(Exercise prompt) Write out all of the data below again, requests included, and add 9 to each coordinate in the answers. Leave the pictures out.
===
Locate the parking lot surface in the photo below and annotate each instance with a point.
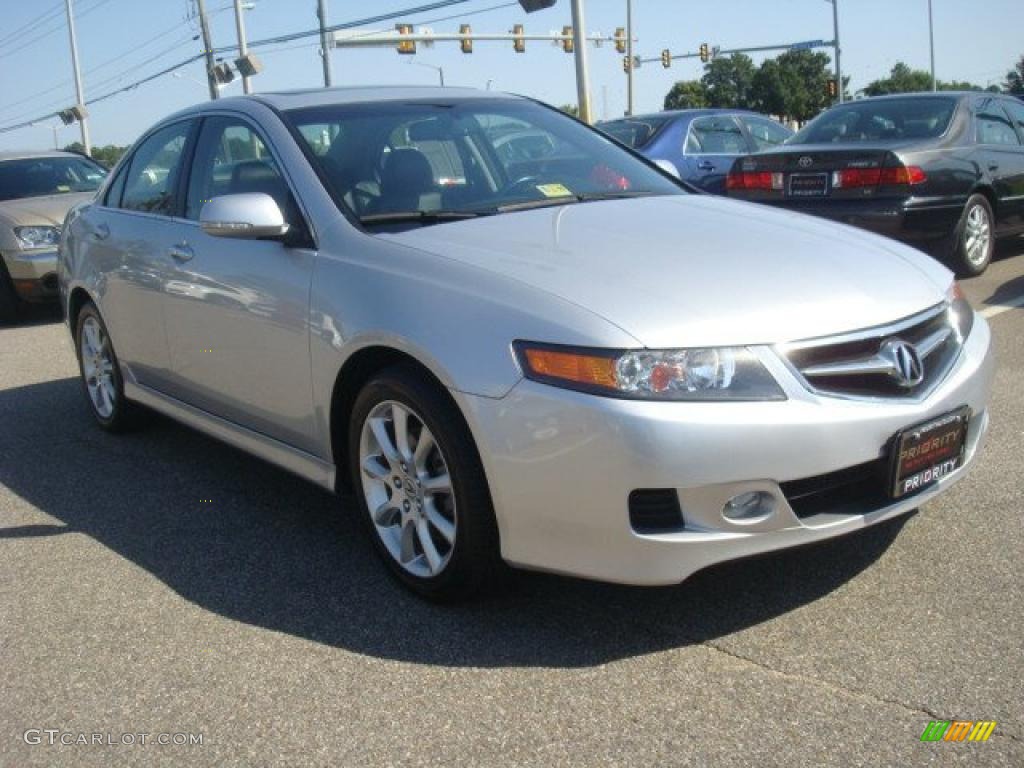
(162, 583)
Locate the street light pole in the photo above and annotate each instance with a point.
(629, 56)
(580, 46)
(839, 68)
(325, 41)
(931, 44)
(240, 26)
(83, 121)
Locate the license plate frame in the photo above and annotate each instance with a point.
(800, 185)
(944, 440)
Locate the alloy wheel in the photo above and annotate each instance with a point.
(408, 488)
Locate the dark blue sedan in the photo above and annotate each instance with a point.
(700, 143)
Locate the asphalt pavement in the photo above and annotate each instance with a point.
(162, 583)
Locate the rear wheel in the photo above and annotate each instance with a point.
(974, 240)
(9, 303)
(421, 486)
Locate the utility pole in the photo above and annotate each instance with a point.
===
(Completed task)
Locate the parking lot surface in the photo below and annotate each instance with a point.
(171, 592)
Locate the street light pole in the photo above and annotate each instance with a point.
(638, 65)
(589, 55)
(848, 77)
(334, 50)
(940, 53)
(249, 35)
(92, 130)
Locate the license plate frame in the photo above and annotate each instance with a point.
(809, 194)
(953, 449)
Locate the alloy wheel in the photo above and annotate each instance with a point.
(417, 497)
Locate the dark blue sedan in the photo above and annotate each instance with a point.
(709, 152)
Locate the asphalt pavement in the photo above and annotate each instance with a point.
(171, 592)
Locate the rear wheel in the photo above and annotate each instance with a point.
(983, 249)
(18, 312)
(430, 495)
Locate the utility pole in the photo above and annotate each instance with a point.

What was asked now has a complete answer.